### Task 1
According to the bicycle disc brake text, what material is the brake disc made of?

Thermal/Mechanical Measurement and Modeling of Bicycle Disc Brakes ^†

Abstract

Brake induced heating has become more difficult to control as bicycle component mass has been reduced. High-power braking with insufficient cooling or thermal capacitance can create excessive temperatures, boiling brake fluid, performance degradation, and damage. To better understand component heating, a disc braking dynamometer has been constructed with a motor driven disc, hydraulic braking, and a miniature wind tunnel. Disc temperatures are studied for various braking scenarios using infrared techniques and thermocouples. A transient, numerical, MATLAB, lumped parameter thermal/mechanical model is created to predict the impact of key design parameters on braking performance and to understand the heat loss mechanisms from the brake system components. Computational fluid dynamics (CFD) simulations are used to estimate the disc surface convective cooling coefficients for the model. The final model provides transient temperature predictions based on bicycle velocity and braking power, and successfully matches dynamometer experimental data.

1. Introduction

Improving the performance of bicycle braking and safety requires an understanding of the relationships between braking power and thermal dynamics, including the heating of components and braking power dissipation to the surrounding freestream. A transient model of component heating is useful to understand the thermal dynamics and component temperatures. The automotive industry has long ago accepted the benefits of brake thermal modeling and testing [1], and there have been recent efforts to test bicycle brakes on a test bench [2], and to measure brake power during outdoor trials [3]. The focus in this work is to develop a bicycle disc brake thermal model and to provide experimental validation of its predictive capability in a laboratory environment.

2. Materials and Methods

2.1. Experimental Dynamometer

The disc braking dynamometer shown in Figure 1 has been constructed with a geared electrical motor which turns a bicycle disc through a torque sensor. A hydraulic brake caliper and pad assembly provides braking torque, and a miniature wind tunnel provides airflow over the disc and caliper assembly to represent bicycle speed V (m/s). The airflow’s convective cooling is crucial to properly approximate real bicycle riding and to realistically distribute the heat escape to various components. Rotational speed is measured via a 72-tooth slotted optical wheel speed sensor. The brake disc is made of 420 series stainless steel and measures 1.8 mm in thickness, with a 160 mm outer diameter and a 130 mm inner disc diameter for the braking surface. The disc has twelve radial spokes which connect the braking surface to the hub attachment area.

Disc temperatures are measured by a sliding surface-contact, type K thermocouple, an Omega OS100E series infrared (IR) optical non-contact thermometer and a Mikron MikroScan 7515 IR camera with 320 × 240 pixel resolution. The contact thermocouple and IR thermometer provided continuous data, whereas the IR camera was used intermittently, since one of the wind tunnel walls needed to be removed to provide optical access to the disc.

### Task 2
Print the lines of the rows below that begin at the line containing "Draw the outline of every instance of the rear" and stop after the line containing "[[[101,60],[95,80],[121,81],[126,62],[126,59]]]". Omit the pictures from your output.

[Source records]
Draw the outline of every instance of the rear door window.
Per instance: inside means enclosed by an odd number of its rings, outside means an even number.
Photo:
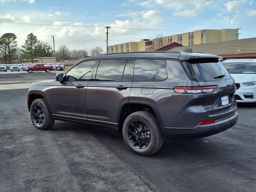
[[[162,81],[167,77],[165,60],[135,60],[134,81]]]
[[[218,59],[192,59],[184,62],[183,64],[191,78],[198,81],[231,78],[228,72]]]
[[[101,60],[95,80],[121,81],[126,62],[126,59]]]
--
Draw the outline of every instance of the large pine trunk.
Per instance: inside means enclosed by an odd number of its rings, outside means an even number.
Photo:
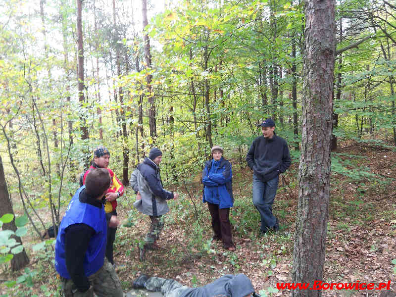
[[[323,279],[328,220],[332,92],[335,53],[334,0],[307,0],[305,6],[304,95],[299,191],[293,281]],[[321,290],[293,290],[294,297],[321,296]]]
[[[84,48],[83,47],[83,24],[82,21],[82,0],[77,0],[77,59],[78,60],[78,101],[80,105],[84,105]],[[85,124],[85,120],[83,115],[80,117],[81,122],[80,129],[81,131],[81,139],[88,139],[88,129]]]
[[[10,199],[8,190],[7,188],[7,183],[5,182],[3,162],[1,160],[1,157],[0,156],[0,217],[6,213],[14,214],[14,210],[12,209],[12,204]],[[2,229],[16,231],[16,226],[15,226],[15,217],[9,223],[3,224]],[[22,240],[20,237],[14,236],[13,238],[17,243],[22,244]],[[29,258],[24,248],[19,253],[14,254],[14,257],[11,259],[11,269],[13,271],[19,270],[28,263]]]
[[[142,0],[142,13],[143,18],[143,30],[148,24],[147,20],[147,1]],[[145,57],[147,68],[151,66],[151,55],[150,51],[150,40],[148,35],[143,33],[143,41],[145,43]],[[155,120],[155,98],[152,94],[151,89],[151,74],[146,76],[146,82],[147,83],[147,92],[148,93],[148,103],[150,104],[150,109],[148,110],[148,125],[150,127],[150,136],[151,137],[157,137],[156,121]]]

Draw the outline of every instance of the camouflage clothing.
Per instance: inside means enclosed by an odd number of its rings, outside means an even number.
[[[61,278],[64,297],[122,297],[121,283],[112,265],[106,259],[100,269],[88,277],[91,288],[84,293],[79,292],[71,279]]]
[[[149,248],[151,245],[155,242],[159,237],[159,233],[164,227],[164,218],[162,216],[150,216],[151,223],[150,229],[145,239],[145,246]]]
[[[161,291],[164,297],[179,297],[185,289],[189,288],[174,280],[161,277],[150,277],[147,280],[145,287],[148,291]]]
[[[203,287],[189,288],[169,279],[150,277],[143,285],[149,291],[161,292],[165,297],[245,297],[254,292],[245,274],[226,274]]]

### Response 1
420 series stainless steel.

### Response 2
Draw the outline of every instance of the rear door window.
Per instance: inside means enclosed by an odd number of its rings, outside means an even number.
Photo:
[[[162,81],[167,77],[165,60],[135,60],[134,81]]]
[[[218,59],[192,59],[184,62],[183,64],[191,78],[198,81],[231,78],[228,72]]]
[[[101,60],[95,80],[121,81],[126,62],[126,59]]]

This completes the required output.